> [WRITTEN REQUEST 1] Decide whether each statement below agrees with the passage on music. For each one, answer yes or no and quote the words of the text that settle it. (a) In the seventeenth century, a person who could not join in the music-making was seen as rude. (b) Music has served as a sign of social cohesion for only a few centuries. (c) The writer likes to perform in concert halls.

> [EXTRACTED TEXT]

═══

The defining characteristic that has always made music uniquely beautiful among the arts is its evanescent quality. An arc of notes upon the air, tasted on the palette of the mind, then gone like wind-blown flowers, but leaving its trace in memory and desire.

Then, we learned to capture the wind, to strain the perfume from the air, our ever-present playlist a cupboard full of the preserves from last year’s gooseberries. Do we want our art to be pure simulation? In the seventeenth century, if you couldn’t take your part in voice or instrument in the music-making, you were rude, a bumpkin. Now a person who cannot discuss American Idol may find himself odd man out in a conversation. Is this a desirable trajectory? It seems we are willing to accept the intrusion of heavily commoditized technology into virtually every aspect of our human interaction. (Marriage counselors report new complaints that partners compulsively check their devices during sex.)

For hundreds of thousands of years, music has been both the medium and insignia of our social cohesion. Now it is a force for social disintegration, each of us pushed into the digital consumer-bubble of our own private 24-hour playlist. Every digital simulation replaces a human presence, and the possibility of mutual recognition in the shared “Gift of Art.” Given the gift of human embodiment, we passively accept the cheap copy. All of which is why I like to perform in the street, outside of every structure greedily clamoring to skim the gold off of art by filtering it through a cash register.

═══

> [WRITTEN REQUEST 2] In the records, take everything from the first line down to the line containing "[328,0,800,310]", and write those lines out again with "distant treeline" replaced by "far tree line". Leave everything else unchanged, and leave the pictures out of your answer.

> [PROVIDED DATA]
═══

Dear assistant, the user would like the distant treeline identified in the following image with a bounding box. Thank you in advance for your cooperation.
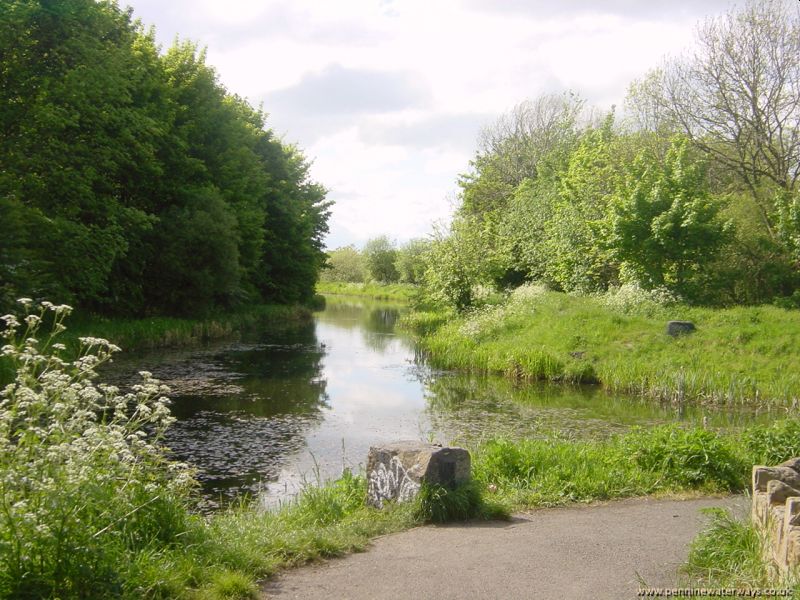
[426,0,800,308]
[0,0,329,315]
[328,0,800,310]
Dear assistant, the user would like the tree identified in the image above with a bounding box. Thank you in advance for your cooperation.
[395,239,431,284]
[321,245,367,283]
[630,0,800,238]
[608,138,726,296]
[459,94,584,215]
[545,113,621,292]
[364,235,400,283]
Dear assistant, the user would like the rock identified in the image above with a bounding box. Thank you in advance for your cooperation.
[767,479,800,504]
[367,442,470,508]
[753,466,800,492]
[667,321,697,337]
[778,458,800,473]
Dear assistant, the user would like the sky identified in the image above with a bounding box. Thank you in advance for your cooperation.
[120,0,733,249]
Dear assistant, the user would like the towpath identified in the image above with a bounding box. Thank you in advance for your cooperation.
[264,497,746,600]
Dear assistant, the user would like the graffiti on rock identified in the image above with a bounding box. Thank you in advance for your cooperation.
[367,456,420,508]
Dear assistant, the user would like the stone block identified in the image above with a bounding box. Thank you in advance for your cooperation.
[767,479,800,504]
[753,466,800,492]
[667,321,697,337]
[367,442,471,508]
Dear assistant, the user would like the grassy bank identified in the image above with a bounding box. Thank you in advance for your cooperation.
[406,286,800,406]
[473,420,800,510]
[683,509,800,598]
[62,421,800,598]
[317,281,417,302]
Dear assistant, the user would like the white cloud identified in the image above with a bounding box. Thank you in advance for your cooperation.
[122,0,732,247]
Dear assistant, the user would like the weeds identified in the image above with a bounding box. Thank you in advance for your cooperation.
[412,286,800,407]
[683,508,800,597]
[317,281,418,301]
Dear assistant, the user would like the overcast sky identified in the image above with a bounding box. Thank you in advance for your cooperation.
[120,0,733,248]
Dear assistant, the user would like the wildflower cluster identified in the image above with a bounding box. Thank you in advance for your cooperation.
[600,283,682,316]
[0,298,194,597]
[459,284,547,342]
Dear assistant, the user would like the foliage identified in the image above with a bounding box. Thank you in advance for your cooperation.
[0,299,194,597]
[363,235,400,283]
[416,286,800,406]
[623,426,750,490]
[395,239,431,285]
[608,138,726,298]
[683,508,800,595]
[320,245,367,283]
[317,281,418,301]
[414,481,509,523]
[424,216,499,311]
[0,0,329,316]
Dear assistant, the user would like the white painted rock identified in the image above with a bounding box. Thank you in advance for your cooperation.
[367,442,471,508]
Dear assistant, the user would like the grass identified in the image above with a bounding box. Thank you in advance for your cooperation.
[473,419,800,510]
[175,420,800,598]
[62,304,311,351]
[317,281,417,302]
[683,508,800,598]
[412,288,800,406]
[95,473,507,599]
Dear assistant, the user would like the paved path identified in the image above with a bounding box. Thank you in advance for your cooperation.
[264,497,746,600]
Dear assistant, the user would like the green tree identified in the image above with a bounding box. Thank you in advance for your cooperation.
[608,137,726,296]
[364,235,400,283]
[395,239,431,284]
[545,113,620,292]
[321,245,367,283]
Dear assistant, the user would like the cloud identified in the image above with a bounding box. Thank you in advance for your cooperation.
[266,64,430,115]
[464,0,733,20]
[359,113,496,150]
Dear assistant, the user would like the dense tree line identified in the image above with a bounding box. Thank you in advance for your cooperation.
[321,235,431,284]
[424,0,800,309]
[0,0,329,315]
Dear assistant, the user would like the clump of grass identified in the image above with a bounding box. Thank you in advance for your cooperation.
[414,481,510,523]
[416,287,800,406]
[683,508,800,597]
[473,420,800,509]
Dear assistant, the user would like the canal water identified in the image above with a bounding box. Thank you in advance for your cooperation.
[112,296,772,506]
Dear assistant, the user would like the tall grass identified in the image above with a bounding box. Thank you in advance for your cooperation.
[473,419,800,509]
[317,281,418,302]
[683,508,800,598]
[406,290,800,407]
[62,304,311,351]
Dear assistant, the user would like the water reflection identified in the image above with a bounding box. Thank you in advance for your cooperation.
[106,296,780,502]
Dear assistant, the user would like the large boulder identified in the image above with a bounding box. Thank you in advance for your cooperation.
[367,442,470,508]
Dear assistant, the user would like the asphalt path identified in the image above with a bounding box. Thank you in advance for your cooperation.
[263,496,746,600]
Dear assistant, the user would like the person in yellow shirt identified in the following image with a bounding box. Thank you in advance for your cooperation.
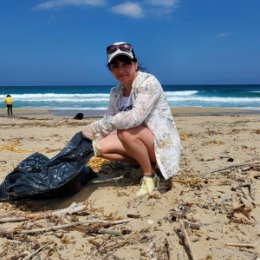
[4,95,13,116]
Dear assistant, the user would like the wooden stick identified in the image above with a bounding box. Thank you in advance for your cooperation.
[0,203,86,223]
[14,219,129,234]
[211,161,260,173]
[225,243,255,248]
[23,242,50,260]
[179,219,197,260]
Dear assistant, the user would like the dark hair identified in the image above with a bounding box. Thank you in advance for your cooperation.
[107,55,144,71]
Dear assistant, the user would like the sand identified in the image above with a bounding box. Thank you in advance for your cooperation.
[0,108,260,260]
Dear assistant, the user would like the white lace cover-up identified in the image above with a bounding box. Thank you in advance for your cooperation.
[94,71,181,179]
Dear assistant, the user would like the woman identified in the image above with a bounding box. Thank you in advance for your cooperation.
[4,94,13,116]
[82,42,180,196]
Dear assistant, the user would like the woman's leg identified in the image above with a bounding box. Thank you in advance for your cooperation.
[99,126,156,176]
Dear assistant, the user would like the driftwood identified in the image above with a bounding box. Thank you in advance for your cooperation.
[23,243,50,260]
[0,203,87,223]
[211,161,260,173]
[225,243,256,248]
[14,219,129,234]
[179,219,197,260]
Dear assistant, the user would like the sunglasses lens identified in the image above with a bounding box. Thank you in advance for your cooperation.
[118,44,132,52]
[107,44,132,54]
[107,45,118,54]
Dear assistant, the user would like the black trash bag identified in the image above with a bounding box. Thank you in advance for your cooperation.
[73,113,84,120]
[0,132,97,201]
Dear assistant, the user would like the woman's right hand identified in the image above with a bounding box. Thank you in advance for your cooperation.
[82,123,96,140]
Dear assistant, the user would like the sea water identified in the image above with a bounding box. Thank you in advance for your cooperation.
[0,84,260,110]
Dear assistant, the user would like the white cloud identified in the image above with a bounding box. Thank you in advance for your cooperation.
[216,32,231,39]
[34,0,105,10]
[146,0,178,7]
[110,2,144,18]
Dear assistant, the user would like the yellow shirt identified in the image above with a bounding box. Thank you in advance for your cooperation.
[5,97,13,105]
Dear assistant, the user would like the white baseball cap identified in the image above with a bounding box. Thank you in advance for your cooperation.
[107,42,135,63]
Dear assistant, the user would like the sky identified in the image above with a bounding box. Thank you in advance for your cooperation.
[0,0,260,86]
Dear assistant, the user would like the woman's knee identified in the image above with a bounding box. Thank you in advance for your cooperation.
[117,129,133,142]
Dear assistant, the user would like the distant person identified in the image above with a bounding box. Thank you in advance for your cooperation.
[82,42,181,196]
[4,95,13,116]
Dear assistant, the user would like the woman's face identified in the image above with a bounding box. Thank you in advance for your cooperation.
[109,60,137,87]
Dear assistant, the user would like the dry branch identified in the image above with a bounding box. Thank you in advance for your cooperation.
[23,243,50,260]
[0,203,86,223]
[211,161,260,173]
[14,219,129,234]
[179,219,197,260]
[225,243,255,248]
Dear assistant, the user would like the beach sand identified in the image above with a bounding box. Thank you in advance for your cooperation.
[0,108,260,260]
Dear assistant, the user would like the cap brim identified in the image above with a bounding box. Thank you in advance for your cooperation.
[108,49,134,63]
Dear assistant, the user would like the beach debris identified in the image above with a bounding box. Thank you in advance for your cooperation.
[225,242,256,248]
[176,219,197,260]
[0,141,33,153]
[0,202,87,223]
[211,161,260,173]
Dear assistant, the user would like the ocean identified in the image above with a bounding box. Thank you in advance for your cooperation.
[0,84,260,110]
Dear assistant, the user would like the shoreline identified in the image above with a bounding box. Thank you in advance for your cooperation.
[0,107,260,118]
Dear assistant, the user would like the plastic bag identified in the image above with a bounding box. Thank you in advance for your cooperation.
[0,132,97,201]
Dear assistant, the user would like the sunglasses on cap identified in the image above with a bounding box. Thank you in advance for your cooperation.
[107,43,133,54]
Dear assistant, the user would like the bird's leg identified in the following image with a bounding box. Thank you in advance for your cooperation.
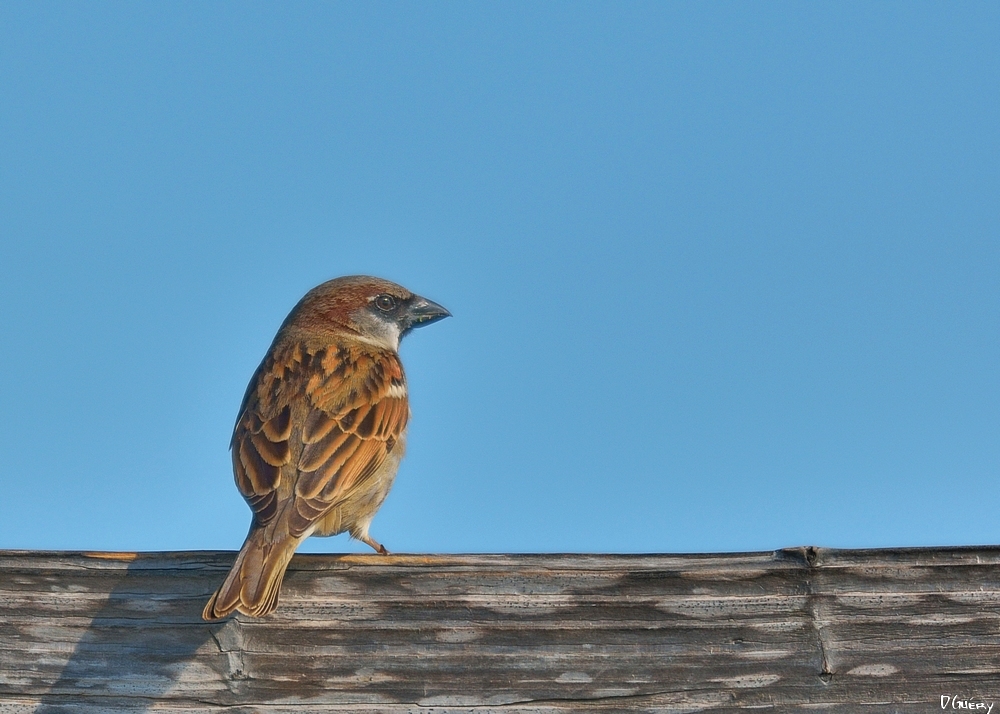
[360,535,389,555]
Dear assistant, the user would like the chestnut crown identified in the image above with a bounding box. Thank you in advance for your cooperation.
[279,275,451,350]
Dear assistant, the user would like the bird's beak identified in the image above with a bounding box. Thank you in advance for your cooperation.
[406,295,451,330]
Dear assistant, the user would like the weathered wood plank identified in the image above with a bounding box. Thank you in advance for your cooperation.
[0,548,1000,714]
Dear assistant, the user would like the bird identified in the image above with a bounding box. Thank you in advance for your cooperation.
[202,275,451,621]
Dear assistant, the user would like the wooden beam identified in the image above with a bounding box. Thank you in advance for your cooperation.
[0,547,1000,714]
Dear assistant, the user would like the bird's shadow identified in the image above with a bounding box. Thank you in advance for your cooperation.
[34,553,239,714]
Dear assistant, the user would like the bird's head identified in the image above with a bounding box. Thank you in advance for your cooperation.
[283,275,451,350]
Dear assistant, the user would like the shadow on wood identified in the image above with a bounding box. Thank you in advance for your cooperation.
[0,548,1000,714]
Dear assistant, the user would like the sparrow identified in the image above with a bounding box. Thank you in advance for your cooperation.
[202,275,451,620]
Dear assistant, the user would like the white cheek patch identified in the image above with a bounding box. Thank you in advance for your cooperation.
[385,384,406,399]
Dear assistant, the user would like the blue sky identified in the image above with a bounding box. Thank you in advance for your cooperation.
[0,2,1000,552]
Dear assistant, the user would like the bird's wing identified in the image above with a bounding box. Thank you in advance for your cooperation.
[233,346,410,536]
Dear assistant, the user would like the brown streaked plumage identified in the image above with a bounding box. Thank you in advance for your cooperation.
[202,276,450,620]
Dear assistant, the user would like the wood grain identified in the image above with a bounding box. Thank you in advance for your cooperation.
[0,547,1000,714]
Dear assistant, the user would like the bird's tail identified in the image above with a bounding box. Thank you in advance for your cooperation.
[201,528,301,620]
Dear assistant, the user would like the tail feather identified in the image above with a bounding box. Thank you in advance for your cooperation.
[201,528,301,621]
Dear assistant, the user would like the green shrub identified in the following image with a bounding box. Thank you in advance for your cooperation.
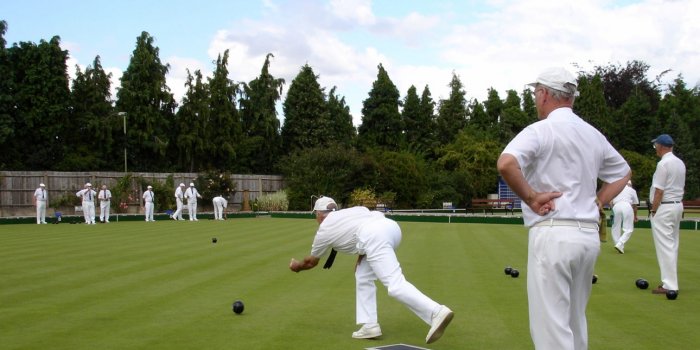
[253,190,289,211]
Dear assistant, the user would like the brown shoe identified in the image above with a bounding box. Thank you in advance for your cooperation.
[651,286,668,295]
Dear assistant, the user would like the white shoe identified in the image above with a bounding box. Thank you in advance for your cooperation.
[615,243,625,254]
[425,305,455,344]
[352,323,382,339]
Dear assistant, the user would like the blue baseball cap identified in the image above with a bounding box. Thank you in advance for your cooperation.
[651,134,673,147]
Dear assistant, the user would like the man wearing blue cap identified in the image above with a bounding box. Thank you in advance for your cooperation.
[649,134,685,295]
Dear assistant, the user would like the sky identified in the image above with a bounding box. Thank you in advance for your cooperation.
[0,0,700,126]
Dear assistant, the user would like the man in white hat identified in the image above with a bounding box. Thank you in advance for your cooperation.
[97,185,112,223]
[75,182,97,225]
[289,197,454,343]
[170,182,185,220]
[211,195,228,220]
[610,180,639,254]
[649,134,686,295]
[185,182,202,221]
[497,68,630,350]
[141,185,156,222]
[34,183,49,225]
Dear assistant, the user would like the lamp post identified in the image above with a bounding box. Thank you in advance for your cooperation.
[117,112,126,174]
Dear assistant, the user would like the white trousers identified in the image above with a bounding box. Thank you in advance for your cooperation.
[187,200,197,221]
[214,203,224,220]
[173,197,182,220]
[651,203,683,290]
[527,226,600,350]
[355,219,440,324]
[611,202,634,248]
[83,201,95,224]
[100,201,109,222]
[144,202,155,221]
[36,200,46,224]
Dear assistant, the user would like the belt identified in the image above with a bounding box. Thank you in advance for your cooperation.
[532,219,598,230]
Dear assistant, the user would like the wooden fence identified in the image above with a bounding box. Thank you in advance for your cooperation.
[0,171,284,217]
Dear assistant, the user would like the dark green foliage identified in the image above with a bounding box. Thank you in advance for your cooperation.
[436,72,468,145]
[116,32,175,171]
[170,70,211,172]
[282,64,334,154]
[204,50,242,170]
[236,54,284,174]
[194,171,237,203]
[358,64,404,150]
[0,36,70,170]
[279,145,376,210]
[56,56,115,171]
[327,86,357,146]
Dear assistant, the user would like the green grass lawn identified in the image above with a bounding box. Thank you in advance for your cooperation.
[0,218,700,350]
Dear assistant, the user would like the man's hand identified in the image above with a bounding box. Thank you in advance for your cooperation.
[526,191,562,216]
[289,258,300,272]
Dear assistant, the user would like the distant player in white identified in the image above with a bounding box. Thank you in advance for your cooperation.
[185,182,202,221]
[75,182,97,225]
[142,185,156,221]
[97,185,112,223]
[610,181,639,254]
[34,183,49,225]
[212,196,228,220]
[171,183,185,220]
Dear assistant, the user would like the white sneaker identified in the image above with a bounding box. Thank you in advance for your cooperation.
[425,305,455,344]
[615,243,625,254]
[352,323,382,339]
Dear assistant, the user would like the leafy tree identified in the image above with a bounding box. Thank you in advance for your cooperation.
[358,64,404,150]
[574,75,613,137]
[3,36,69,170]
[0,21,14,157]
[437,130,503,203]
[436,72,467,145]
[372,151,429,209]
[326,86,357,147]
[280,144,374,210]
[116,32,175,171]
[237,53,284,174]
[500,90,536,144]
[57,56,114,171]
[484,88,505,128]
[282,64,334,154]
[205,50,242,170]
[170,70,210,172]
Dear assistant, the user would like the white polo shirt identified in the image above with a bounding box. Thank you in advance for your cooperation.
[503,108,630,226]
[311,207,384,258]
[649,152,685,202]
[34,187,48,202]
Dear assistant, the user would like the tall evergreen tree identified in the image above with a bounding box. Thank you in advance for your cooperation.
[205,50,242,171]
[436,72,468,145]
[484,88,504,129]
[62,56,114,171]
[574,75,614,137]
[401,85,425,148]
[282,64,334,154]
[358,63,404,150]
[116,32,176,171]
[326,86,357,147]
[237,53,284,174]
[416,85,437,154]
[500,90,533,144]
[0,21,14,169]
[170,70,211,172]
[3,36,70,170]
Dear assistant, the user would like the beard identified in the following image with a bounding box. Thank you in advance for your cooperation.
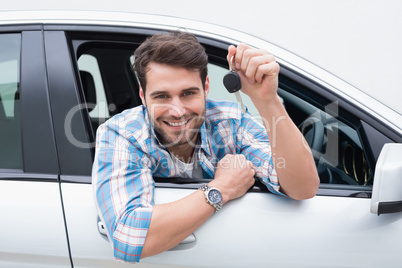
[149,108,205,148]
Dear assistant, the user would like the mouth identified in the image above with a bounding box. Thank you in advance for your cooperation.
[163,118,193,128]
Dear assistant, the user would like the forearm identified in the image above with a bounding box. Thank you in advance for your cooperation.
[141,187,215,258]
[254,97,319,199]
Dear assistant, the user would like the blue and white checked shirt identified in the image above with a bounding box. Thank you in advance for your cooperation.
[92,100,281,262]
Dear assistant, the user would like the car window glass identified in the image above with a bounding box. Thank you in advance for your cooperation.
[208,63,373,187]
[78,40,373,187]
[0,34,22,169]
[78,54,110,118]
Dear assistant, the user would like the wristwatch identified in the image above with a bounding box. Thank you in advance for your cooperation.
[200,184,222,212]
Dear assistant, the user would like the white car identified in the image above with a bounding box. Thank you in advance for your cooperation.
[0,11,402,267]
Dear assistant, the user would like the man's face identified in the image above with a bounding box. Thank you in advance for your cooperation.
[140,62,209,147]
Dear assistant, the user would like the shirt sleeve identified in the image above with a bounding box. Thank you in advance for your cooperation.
[238,113,286,196]
[92,124,155,263]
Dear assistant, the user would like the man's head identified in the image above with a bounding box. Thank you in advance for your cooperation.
[133,31,208,92]
[134,32,209,155]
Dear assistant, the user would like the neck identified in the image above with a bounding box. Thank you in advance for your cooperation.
[168,144,194,163]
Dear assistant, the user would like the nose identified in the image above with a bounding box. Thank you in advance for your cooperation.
[168,97,186,117]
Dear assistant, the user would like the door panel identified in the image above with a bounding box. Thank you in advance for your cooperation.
[62,183,402,267]
[0,181,71,268]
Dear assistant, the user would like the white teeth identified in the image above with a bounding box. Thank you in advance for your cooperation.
[167,121,188,127]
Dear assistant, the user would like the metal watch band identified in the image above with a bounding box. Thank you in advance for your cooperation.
[199,183,222,212]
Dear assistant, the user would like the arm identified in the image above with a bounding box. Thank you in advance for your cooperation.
[227,44,319,199]
[92,120,254,262]
[141,155,255,258]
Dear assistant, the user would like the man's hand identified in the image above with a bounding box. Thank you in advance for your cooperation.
[209,154,255,203]
[227,44,279,103]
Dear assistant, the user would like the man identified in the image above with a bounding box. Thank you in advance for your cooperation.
[93,32,319,262]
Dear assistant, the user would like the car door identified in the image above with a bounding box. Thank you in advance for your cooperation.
[0,25,71,267]
[48,25,402,267]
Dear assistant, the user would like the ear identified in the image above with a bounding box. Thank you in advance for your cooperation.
[205,76,209,99]
[140,86,147,106]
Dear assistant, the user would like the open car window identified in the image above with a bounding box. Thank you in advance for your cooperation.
[71,34,374,195]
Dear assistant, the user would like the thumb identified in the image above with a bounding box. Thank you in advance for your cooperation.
[226,45,237,68]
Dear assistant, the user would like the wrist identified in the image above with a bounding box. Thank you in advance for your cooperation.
[199,184,223,212]
[208,180,230,205]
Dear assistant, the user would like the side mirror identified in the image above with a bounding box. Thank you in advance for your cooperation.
[370,143,402,215]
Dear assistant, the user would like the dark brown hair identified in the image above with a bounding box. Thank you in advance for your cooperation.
[133,31,208,92]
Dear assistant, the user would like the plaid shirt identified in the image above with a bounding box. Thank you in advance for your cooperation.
[92,100,281,262]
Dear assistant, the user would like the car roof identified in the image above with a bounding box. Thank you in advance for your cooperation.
[0,5,402,133]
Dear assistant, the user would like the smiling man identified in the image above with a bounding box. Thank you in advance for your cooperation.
[92,32,319,262]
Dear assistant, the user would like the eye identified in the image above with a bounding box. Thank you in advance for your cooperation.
[154,94,167,99]
[183,91,195,96]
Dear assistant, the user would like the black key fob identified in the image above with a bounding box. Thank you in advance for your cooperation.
[223,69,241,93]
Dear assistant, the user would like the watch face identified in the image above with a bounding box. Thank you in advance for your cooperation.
[208,189,222,204]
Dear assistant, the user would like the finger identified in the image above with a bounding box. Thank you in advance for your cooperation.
[235,44,250,70]
[226,45,237,68]
[241,47,270,75]
[245,54,275,84]
[255,61,280,83]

═══

> [FINAL ANSWER 1]
(a) Yes: "In the seventeenth century, if you couldn’t take your part in voice or instrument in the music-making, you were rude, a bumpkin."
(b) No: "For hundreds of thousands of years, music has been both the medium and insignia of our social cohesion."
(c) No: "All of which is why I like to perform in the street"

> [FINAL ANSWER 2]
Dear assistant, the user would like the far tree line identified in the following image with a bounding box. Thank you in advance for your cooperation.
[426,0,800,308]
[0,0,329,315]
[328,0,800,310]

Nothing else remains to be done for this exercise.